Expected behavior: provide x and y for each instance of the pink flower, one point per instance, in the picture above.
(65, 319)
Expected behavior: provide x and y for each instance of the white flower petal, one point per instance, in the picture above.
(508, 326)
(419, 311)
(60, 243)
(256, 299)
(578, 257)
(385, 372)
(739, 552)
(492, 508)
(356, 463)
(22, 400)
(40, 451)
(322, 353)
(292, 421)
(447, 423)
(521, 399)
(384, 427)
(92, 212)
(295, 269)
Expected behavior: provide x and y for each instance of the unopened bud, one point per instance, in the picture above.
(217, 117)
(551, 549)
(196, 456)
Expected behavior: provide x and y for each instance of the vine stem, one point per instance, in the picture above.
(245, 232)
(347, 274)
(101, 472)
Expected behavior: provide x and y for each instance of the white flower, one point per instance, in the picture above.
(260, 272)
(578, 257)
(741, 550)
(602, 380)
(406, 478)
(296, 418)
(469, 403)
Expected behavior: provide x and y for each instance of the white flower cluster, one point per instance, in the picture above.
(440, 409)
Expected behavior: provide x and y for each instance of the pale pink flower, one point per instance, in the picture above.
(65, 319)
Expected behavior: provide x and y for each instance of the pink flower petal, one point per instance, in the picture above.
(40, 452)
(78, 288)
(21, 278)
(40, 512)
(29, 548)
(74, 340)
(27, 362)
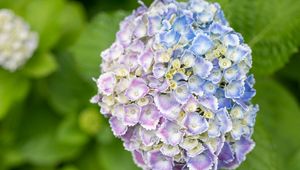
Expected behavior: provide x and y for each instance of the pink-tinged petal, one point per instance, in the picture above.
____________
Work to complete: Copy each entry exactly as written, and drop the pictures from the copy.

Solution to the problem:
Expected behavior: provide x and y for each instance of the pink flower, one point per instance, in the picture above.
(65, 319)
Expected behavior: provide x and y for each instance of the white flower petal, one point per instance, in the picture above.
(508, 326)
(419, 311)
(60, 243)
(256, 299)
(578, 257)
(385, 372)
(739, 552)
(492, 508)
(356, 463)
(22, 400)
(40, 451)
(322, 353)
(292, 421)
(447, 423)
(521, 399)
(384, 427)
(92, 212)
(295, 269)
Expected behavior: provide x and y for each instance of the unopened bud, one point per instance, in the picture above.
(217, 117)
(551, 549)
(196, 456)
Expected behavior: provide x and y for each instance of the vine stem, one point per instance, in the picture above.
(245, 232)
(347, 274)
(101, 472)
Expected behavior: provide x and y for each instance of the white flower, one point per instance, in the picture above.
(260, 272)
(578, 257)
(741, 550)
(602, 380)
(406, 478)
(296, 418)
(469, 403)
Expected behavior: provide x and y for each instance of the white flower cluster, one point per instance, in the picture above.
(440, 409)
Expected behavior: provide x and y for each instance of the pale pink flower, one point per instance, in the picture above.
(65, 319)
Expected behavior: provide x and y for each instance of the pink flower petal, one point per instance, in the picture above.
(40, 452)
(78, 288)
(21, 278)
(40, 512)
(29, 548)
(74, 340)
(27, 362)
Expected behavior: provide x and y for each instance of the pink-tinged petal, one point per instance, in the picture above.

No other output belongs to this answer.